*** Given text Section Begins ***
Extremely rare case of death from bat rabies in France

Most bats do not have rabies. According to the US Centers for Disease Control and Prevention (CDC), even among bats submitted for rabies testing, only about 6% had rabies. Rabies can only be confirmed in a laboratory but any bat that is active by day or is found in a place where bats are not usually seen like in your home or on your lawn or attic could be rabid. A bat that is weak and unable to fly could potentially be sick.

A man died of rabies in Limoges, in southwest central France, most probably after being bitten or scratched by a bat, as reported recently by the Institut Pasteur. This is a first in mainland France.  The sixty-year-old succumbed to encephalitis, an inflammation of the brain of unexplained origin, in August 2019. A partnership established between the Necker hospital and the Pasteur Institute, aimed at identifying the causes of undocumented encephalitis, led to the genetic analysis of post-mortem samples. These analyzes at Necker Hospital in Paris showed that he had contracted a lyssavirus, European Bat LyssaVirus type 1 (EBLV-1), sheltered by bats.

“This shows that there are cases of rabies that we can miss”

“It is thanks to this retrospective diagnosis that this case was brought to light. This shows that there are cases of rabies that can be missed, ” explained Laurent Dacheux, deputy head of the national reference center for rabies at the Institut Pasteur.

“The trace of this virus was identified at that time, in November 2020. In the midst of the coronavirus , and this discovery went unnoticed”, continues Laurent Dacheux. This exceptional case was finally mentioned in a popular science article on the Mesvaccins.net site and highlighted by the regional daily Le Populaire du Center .
*** Given text Section Ends ***
*** Information Section Begins ***
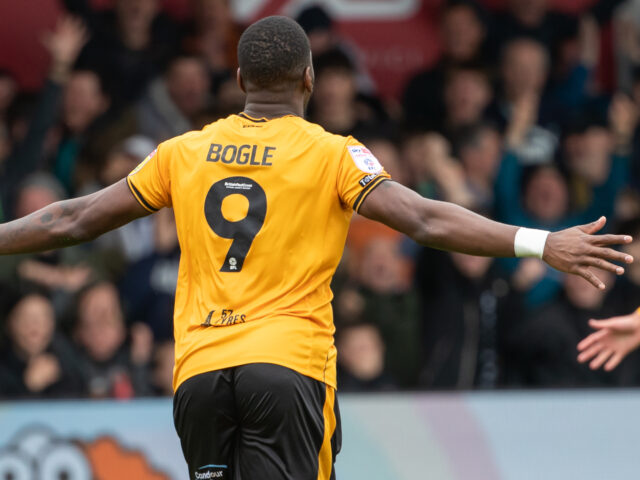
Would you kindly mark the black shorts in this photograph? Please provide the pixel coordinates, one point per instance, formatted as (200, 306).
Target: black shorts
(257, 422)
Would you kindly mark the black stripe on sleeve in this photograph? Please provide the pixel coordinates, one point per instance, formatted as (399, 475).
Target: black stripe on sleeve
(366, 191)
(139, 197)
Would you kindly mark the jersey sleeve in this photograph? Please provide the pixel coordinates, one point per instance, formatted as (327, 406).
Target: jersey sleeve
(150, 182)
(359, 174)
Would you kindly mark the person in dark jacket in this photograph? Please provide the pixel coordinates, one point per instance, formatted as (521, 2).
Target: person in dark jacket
(39, 362)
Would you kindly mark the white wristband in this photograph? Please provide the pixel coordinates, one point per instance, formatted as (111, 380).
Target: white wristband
(529, 242)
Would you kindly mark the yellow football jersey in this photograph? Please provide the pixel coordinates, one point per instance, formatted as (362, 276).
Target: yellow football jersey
(262, 211)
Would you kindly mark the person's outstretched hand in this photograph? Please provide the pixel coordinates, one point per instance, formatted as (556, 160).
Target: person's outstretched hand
(578, 250)
(613, 339)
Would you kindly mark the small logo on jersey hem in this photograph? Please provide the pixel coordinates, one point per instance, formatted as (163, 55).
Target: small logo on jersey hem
(226, 318)
(367, 180)
(213, 471)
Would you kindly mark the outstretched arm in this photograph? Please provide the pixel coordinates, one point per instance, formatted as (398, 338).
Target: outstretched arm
(70, 222)
(613, 340)
(447, 226)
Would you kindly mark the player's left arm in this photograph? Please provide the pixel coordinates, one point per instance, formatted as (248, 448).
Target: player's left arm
(447, 226)
(70, 222)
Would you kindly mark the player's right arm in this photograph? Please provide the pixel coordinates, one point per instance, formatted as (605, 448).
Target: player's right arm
(70, 222)
(447, 226)
(613, 340)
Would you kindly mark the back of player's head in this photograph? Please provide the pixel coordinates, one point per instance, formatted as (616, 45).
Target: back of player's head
(273, 53)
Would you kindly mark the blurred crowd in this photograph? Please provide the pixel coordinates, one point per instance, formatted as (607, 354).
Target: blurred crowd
(514, 121)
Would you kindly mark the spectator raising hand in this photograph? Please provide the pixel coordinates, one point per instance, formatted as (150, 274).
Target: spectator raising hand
(613, 340)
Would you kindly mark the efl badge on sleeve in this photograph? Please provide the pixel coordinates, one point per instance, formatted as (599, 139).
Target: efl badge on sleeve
(364, 159)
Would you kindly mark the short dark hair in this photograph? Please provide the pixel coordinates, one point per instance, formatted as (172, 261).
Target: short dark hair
(273, 52)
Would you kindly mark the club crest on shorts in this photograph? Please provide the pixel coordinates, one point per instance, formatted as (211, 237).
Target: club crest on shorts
(364, 159)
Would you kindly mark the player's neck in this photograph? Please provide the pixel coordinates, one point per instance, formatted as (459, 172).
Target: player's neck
(273, 107)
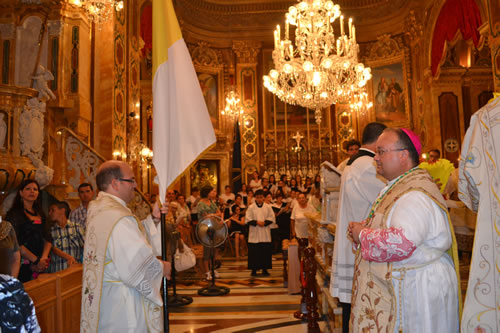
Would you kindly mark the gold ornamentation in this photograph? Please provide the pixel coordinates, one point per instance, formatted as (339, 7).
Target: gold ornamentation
(246, 51)
(204, 55)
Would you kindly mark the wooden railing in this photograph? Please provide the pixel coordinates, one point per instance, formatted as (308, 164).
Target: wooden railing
(57, 299)
(81, 162)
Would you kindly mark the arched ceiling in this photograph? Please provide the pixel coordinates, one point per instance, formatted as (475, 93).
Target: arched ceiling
(256, 19)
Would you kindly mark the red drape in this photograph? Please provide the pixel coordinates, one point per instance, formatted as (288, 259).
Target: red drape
(455, 15)
(147, 29)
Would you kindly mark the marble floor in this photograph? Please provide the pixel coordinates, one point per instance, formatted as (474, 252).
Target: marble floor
(254, 304)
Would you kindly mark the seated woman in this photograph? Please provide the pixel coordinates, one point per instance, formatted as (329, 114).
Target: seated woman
(237, 229)
(10, 257)
(32, 232)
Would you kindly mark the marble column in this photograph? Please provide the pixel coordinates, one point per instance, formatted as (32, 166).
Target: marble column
(246, 83)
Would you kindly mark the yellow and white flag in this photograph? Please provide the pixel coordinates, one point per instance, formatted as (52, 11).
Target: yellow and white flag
(182, 128)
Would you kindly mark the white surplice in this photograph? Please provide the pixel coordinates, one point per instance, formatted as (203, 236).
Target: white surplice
(479, 189)
(430, 294)
(359, 188)
(121, 304)
(258, 234)
(121, 275)
(301, 221)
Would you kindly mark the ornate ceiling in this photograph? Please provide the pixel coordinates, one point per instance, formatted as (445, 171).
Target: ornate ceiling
(256, 19)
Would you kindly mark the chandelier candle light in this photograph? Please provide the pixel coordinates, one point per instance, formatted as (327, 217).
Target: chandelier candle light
(321, 69)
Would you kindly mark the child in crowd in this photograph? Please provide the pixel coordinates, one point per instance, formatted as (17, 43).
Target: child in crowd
(260, 218)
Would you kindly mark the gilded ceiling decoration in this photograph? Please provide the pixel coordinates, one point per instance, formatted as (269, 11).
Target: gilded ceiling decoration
(248, 15)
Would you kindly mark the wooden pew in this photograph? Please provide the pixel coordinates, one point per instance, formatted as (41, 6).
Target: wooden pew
(57, 299)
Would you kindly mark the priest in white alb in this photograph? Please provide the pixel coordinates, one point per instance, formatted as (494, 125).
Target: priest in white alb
(121, 275)
(404, 279)
(260, 219)
(359, 187)
(479, 189)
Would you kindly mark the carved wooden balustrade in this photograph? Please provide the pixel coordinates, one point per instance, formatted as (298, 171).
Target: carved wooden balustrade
(14, 167)
(57, 298)
(80, 162)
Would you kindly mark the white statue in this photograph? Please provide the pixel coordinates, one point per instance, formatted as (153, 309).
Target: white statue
(3, 130)
(41, 78)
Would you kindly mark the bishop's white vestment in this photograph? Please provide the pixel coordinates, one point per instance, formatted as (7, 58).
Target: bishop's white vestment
(121, 275)
(479, 189)
(359, 187)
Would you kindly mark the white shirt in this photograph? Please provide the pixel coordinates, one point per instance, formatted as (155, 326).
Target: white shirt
(435, 283)
(260, 234)
(301, 221)
(359, 188)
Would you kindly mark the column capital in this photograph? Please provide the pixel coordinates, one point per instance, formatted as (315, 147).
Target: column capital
(247, 50)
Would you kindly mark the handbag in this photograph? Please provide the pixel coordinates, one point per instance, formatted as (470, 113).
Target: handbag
(185, 259)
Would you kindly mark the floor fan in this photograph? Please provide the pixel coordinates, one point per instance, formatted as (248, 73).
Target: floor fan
(211, 232)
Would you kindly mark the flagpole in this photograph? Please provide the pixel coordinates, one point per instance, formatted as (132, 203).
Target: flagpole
(166, 321)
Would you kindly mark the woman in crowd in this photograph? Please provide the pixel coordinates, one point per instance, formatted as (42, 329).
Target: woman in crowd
(206, 206)
(256, 183)
(282, 212)
(32, 232)
(307, 185)
(299, 221)
(300, 185)
(237, 229)
(272, 180)
(293, 184)
(243, 193)
(268, 198)
(226, 199)
(10, 257)
(250, 198)
(238, 201)
(184, 219)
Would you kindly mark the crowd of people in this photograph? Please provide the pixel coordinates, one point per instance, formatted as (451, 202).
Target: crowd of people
(284, 202)
(390, 248)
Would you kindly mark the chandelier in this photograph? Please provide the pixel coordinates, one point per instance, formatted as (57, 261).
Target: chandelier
(233, 107)
(322, 68)
(99, 11)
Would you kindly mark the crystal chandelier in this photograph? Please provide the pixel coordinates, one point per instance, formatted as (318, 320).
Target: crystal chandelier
(233, 107)
(322, 68)
(99, 11)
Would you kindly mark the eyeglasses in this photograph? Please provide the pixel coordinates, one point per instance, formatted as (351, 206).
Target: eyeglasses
(381, 152)
(131, 180)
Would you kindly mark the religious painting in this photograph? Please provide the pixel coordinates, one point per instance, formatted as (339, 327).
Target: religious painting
(209, 88)
(205, 173)
(389, 92)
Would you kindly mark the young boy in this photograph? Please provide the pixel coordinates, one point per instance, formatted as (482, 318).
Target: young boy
(260, 218)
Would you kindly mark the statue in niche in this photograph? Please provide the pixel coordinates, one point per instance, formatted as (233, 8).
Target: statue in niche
(31, 129)
(41, 78)
(3, 130)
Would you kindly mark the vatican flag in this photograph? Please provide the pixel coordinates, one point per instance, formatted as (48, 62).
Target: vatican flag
(182, 129)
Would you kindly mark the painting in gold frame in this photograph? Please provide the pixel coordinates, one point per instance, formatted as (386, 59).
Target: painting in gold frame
(205, 173)
(388, 89)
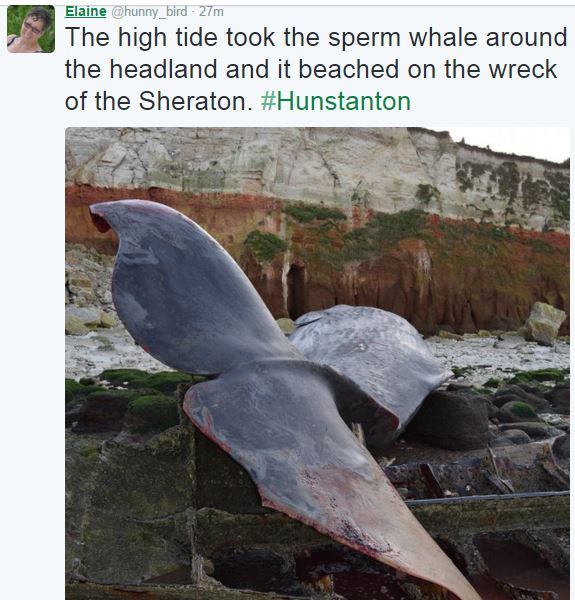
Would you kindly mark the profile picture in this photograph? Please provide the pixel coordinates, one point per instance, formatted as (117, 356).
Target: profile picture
(30, 29)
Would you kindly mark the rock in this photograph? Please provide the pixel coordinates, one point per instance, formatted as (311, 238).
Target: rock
(543, 323)
(75, 326)
(107, 320)
(286, 325)
(448, 335)
(561, 447)
(559, 398)
(457, 420)
(517, 394)
(151, 413)
(103, 411)
(516, 412)
(128, 507)
(536, 431)
(510, 437)
(509, 341)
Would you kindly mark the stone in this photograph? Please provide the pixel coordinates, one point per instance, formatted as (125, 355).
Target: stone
(536, 431)
(75, 326)
(448, 335)
(128, 506)
(516, 394)
(286, 325)
(543, 323)
(102, 411)
(516, 412)
(509, 341)
(108, 320)
(510, 437)
(559, 399)
(90, 317)
(454, 420)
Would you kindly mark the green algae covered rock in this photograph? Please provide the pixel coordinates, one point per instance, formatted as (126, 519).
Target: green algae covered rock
(165, 382)
(128, 506)
(151, 413)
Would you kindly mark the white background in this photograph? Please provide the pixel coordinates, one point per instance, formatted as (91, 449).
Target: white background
(32, 240)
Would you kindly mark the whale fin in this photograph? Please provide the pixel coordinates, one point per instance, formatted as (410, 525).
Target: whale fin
(278, 419)
(378, 350)
(181, 296)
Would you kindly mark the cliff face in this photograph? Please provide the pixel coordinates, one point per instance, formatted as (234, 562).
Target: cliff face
(404, 219)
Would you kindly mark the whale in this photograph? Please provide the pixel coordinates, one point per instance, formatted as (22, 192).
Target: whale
(285, 418)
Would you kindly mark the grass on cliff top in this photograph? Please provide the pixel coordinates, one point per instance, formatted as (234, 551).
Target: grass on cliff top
(306, 213)
(153, 413)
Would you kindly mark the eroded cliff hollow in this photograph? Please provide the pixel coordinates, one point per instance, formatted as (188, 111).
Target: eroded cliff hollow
(442, 233)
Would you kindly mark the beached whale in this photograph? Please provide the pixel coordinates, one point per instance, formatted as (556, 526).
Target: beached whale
(284, 418)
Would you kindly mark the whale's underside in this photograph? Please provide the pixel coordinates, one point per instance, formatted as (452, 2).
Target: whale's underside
(283, 417)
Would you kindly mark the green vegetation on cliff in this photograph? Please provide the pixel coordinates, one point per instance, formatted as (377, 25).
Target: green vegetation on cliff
(305, 213)
(265, 246)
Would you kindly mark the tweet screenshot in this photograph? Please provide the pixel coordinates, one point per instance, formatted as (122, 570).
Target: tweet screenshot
(316, 272)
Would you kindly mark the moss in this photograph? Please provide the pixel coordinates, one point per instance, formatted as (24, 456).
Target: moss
(76, 392)
(123, 377)
(499, 234)
(265, 246)
(523, 410)
(461, 371)
(508, 178)
(305, 213)
(556, 375)
(426, 193)
(542, 247)
(492, 383)
(534, 192)
(164, 381)
(560, 193)
(152, 413)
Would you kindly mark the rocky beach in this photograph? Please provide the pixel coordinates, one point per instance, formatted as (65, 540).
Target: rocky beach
(468, 245)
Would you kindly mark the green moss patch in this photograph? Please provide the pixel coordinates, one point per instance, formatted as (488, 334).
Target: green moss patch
(426, 193)
(76, 392)
(556, 375)
(165, 381)
(305, 213)
(265, 246)
(151, 413)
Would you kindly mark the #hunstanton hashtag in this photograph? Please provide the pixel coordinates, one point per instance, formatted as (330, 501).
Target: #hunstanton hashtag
(283, 100)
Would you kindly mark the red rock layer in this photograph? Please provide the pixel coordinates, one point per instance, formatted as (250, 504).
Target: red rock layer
(452, 274)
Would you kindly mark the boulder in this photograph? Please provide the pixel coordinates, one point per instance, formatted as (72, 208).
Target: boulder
(128, 507)
(510, 437)
(561, 448)
(89, 317)
(286, 325)
(559, 398)
(107, 320)
(514, 393)
(516, 412)
(509, 341)
(75, 326)
(456, 420)
(536, 431)
(543, 323)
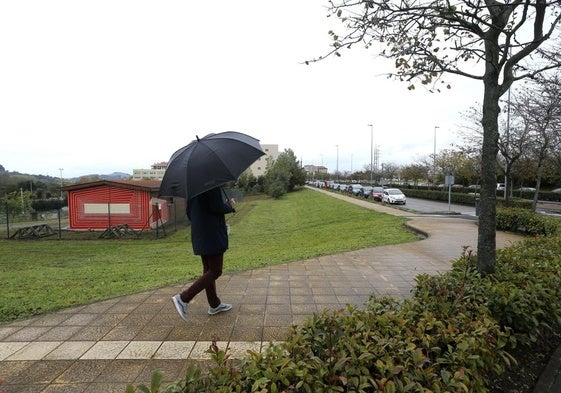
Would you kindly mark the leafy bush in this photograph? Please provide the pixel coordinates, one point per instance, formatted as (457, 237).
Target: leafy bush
(522, 220)
(453, 335)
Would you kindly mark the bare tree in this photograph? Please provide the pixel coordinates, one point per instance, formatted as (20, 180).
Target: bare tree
(514, 140)
(414, 173)
(486, 40)
(539, 108)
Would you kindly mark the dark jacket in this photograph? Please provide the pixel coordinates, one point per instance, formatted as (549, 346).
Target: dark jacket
(208, 225)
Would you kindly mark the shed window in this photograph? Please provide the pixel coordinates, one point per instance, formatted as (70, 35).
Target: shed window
(105, 208)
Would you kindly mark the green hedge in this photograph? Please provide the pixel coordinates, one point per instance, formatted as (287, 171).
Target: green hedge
(523, 220)
(454, 335)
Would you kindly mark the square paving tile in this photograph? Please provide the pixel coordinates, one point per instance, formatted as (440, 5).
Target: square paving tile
(34, 350)
(174, 350)
(105, 350)
(82, 371)
(43, 372)
(139, 350)
(70, 350)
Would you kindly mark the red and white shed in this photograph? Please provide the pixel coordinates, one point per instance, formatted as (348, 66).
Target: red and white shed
(105, 203)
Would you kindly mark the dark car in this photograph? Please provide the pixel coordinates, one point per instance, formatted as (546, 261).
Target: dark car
(377, 193)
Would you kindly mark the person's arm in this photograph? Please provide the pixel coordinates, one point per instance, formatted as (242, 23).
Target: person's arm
(216, 204)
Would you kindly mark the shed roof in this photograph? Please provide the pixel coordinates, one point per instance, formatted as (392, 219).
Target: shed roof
(149, 185)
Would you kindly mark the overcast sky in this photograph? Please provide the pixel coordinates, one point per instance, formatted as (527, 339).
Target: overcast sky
(104, 86)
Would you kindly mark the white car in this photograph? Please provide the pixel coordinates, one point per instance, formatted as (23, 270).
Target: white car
(393, 196)
(355, 189)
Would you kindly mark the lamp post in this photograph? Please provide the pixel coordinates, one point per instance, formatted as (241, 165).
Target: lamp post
(61, 184)
(371, 150)
(434, 158)
(337, 167)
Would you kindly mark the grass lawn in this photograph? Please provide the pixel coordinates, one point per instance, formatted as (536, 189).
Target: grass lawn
(47, 275)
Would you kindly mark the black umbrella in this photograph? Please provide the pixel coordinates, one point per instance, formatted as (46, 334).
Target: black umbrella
(209, 162)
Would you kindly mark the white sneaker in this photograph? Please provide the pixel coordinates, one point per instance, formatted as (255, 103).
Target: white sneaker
(180, 306)
(222, 307)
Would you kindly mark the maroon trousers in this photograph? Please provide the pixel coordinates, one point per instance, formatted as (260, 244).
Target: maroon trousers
(212, 269)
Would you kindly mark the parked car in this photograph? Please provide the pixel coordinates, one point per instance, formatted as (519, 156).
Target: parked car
(355, 189)
(377, 193)
(365, 192)
(394, 196)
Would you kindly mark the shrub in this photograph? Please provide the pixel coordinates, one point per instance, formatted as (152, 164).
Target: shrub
(453, 335)
(522, 220)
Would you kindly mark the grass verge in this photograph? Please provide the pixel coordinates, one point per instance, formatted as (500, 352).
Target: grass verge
(48, 275)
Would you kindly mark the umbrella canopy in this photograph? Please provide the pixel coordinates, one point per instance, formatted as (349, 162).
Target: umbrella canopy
(209, 162)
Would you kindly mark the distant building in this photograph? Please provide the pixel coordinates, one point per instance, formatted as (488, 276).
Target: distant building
(155, 173)
(312, 170)
(259, 167)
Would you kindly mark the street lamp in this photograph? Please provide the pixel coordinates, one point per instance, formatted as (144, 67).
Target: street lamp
(61, 184)
(434, 158)
(337, 167)
(371, 150)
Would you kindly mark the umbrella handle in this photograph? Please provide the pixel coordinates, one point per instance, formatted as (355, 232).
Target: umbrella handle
(231, 201)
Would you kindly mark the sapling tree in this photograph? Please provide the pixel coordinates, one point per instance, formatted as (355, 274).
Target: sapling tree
(495, 42)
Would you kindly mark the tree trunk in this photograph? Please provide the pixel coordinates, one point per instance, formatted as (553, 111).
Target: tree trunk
(486, 238)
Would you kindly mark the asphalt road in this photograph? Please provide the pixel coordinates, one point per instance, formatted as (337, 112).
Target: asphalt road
(436, 207)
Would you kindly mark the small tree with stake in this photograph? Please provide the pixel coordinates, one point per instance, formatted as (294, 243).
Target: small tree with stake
(496, 42)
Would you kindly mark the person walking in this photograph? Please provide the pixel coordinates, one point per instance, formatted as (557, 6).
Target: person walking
(209, 237)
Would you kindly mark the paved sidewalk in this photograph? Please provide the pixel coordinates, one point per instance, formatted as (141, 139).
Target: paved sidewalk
(103, 346)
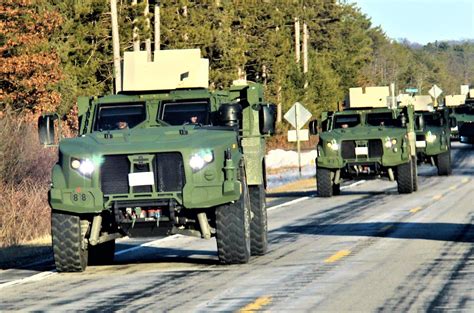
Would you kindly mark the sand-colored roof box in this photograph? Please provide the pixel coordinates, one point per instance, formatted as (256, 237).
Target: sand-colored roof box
(170, 69)
(375, 97)
(454, 100)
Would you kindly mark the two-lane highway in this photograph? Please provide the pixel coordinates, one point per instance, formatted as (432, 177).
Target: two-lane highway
(369, 249)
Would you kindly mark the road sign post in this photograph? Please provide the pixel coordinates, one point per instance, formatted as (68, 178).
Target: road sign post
(435, 92)
(297, 116)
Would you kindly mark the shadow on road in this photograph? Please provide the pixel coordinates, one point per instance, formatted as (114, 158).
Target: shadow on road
(427, 231)
(166, 255)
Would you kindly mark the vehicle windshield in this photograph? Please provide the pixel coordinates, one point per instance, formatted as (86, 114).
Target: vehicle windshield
(186, 112)
(383, 119)
(465, 109)
(433, 120)
(346, 120)
(120, 116)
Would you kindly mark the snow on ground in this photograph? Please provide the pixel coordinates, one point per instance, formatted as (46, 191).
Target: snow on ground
(288, 162)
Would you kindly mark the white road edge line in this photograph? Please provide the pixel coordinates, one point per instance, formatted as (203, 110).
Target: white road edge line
(309, 197)
(43, 275)
(36, 277)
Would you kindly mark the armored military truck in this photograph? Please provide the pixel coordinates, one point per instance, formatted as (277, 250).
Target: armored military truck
(165, 156)
(462, 110)
(433, 142)
(366, 140)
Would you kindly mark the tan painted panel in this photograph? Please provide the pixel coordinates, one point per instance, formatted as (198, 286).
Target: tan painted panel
(423, 103)
(171, 69)
(368, 97)
(454, 100)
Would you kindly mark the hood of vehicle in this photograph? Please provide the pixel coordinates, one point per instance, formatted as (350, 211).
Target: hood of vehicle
(145, 140)
(363, 132)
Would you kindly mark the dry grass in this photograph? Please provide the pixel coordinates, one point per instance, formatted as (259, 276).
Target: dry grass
(24, 178)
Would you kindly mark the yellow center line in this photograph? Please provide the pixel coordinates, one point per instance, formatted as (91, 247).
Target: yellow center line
(256, 305)
(339, 255)
(385, 228)
(414, 210)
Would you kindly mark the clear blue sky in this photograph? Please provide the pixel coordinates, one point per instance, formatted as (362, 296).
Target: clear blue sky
(421, 21)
*** Information Section Ends ***
**Questions on the material**
- 1) In the article on the bat rabies death in France, which virus did genetic analysis show the man had contracted?
- 2) Reproduce word for word the part of the bat rabies article starting at "Extremely rare case" and ending at "potentially be sick.".

**Results of the tasks**
- 1) European Bat LyssaVirus type 1 (EBLV-1), a lyssavirus carried by bats.

- 2)
Extremely rare case of death from bat rabies in France

Most bats do not have rabies. According to the US Centers for Disease Control and Prevention (CDC), even among bats submitted for rabies testing, only about 6% had rabies. Rabies can only be confirmed in a laboratory but any bat that is active by day or is found in a place where bats are not usually seen like in your home or on your lawn or attic could be rabid. A bat that is weak and unable to fly could potentially be sick.